**Encargo:**
Prolonga el texto sobre la estanflación a partir de su última oración.

**Texto seleccionado:**
• • • • • • •

Reformas para combatir los males estructurales

Cuando Ian McLeod, ministro británico de Finanzas, acuñó a mediados de los sesenta la palabra estanflación -de la suma de stagnation (estancamiento) e inflation (inflación)- definió el término como "lo peor de dos mundos". McLeod dijo entonces que aquella situación constituía una novedad histórica, en alusión a que antes de aquella fecha los economistas consideraban el estancamiento y la inflación como dos grandes males económicos a combatir, pero afortunadamente incompatibles entre sí. Una vez que se vio desmentido ese error, la estanflación ha pasado a ocupar un lugar destacado y justamente temido entre los riesgos que amenazan la economía de un país. Precisamente por ello, resultan preocupantes los últimos datos de inflación publicados por el Instituto Nacional de Estadística (INE), que revelan la subida interanual de los precios del 3% en el mes de octubre, una décima por debajo de la registrada en septiembre, pero una variación mensual incrementada en una décima, hasta el 0,8%.

• • • • • • •

**Datos mostrados:**
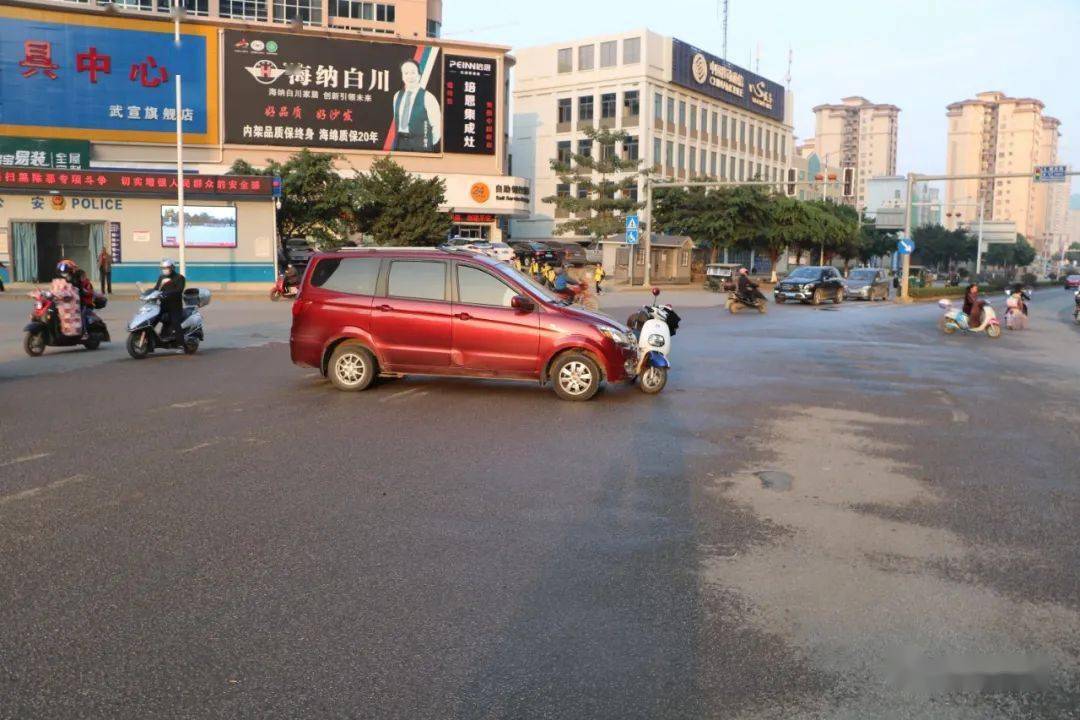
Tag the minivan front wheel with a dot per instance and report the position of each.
(576, 377)
(351, 367)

• • • • • • •

**Resultado:**
La combinación de esa evolución de los precios con el escenario de estancamiento en que está inmersa la economía española pone en el horizonte la posibilidad de entrar en un periodo de estanflación. Un riesgo que, en el caso de España, se ve agravado por dos factores añadidos: el hecho de que su ritmo de crecimiento está por debajo de la media europea y la circunstancia de que la economía española tiene tendencia a mantener una inflación por encima de la del resto de los países de la UE. En ese sentido, y más allá de los previsibles efectos coyunturales que tienen las crisis sobre las variables macroeconómicas, España arrastra consigo un serio e insostenible problema de inflación estructural, que se ve acentuado durante los ciclos económicos adversos, pero cuya presencia se mantiene, en mayor o menor medida, de forma constante en el tiempo.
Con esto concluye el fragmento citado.